# [Article]
Like many conversations about this, following is a composite of several, but I'll use my buddy as a springboard, because he's a good sport.

 

"David, need your help," he said, a tinge of urgency in his voice.
"Shoot."
"Some people here are talking about bringing in Netezza for a test drive," he tells me.
"Good for them. You - "
"Stop there," he pushed back, "Let me tell you what they want to do. They want to replace our primary data marts with this stuff."
"It's good for that," I said, "It's purpose-built for high-speed reporting."
"But our reports run fine," he asserted, but didn't really sound convinced.
"All that mess you went through last year," I reminded, "When you needed to add more dimensionality and had to take your entire schema back-to-formula?"
"So?" he said, "No technology is immune from that."
"Restructuring your entire indexing strategy to get better performance, and all that denormalization and renormalization to balance the workload?"
"Necessary evil," he asserted.
"Evil, true, but necessary is a function of the chosen technology."
"What, you mean Netezza can just keep assimilating information without ever having to refactor the indexing? Who are you kidding?"
"Not kidding at all," I said calmly, "Netezza has no index structures, so there's nothing to manage."
Silence.

# [Given information]
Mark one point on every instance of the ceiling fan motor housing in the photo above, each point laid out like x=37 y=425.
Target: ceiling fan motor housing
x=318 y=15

# [Instruction]
Repeat everything in the Netezza dialogue from "Like many conversations" down to "in his voice.". The data has no role in this.

# [Exercise answer]
Like many conversations about this, following is a composite of several, but I'll use my buddy as a springboard, because he's a good sport.

 

"David, need your help," he said, a tinge of urgency in his voice.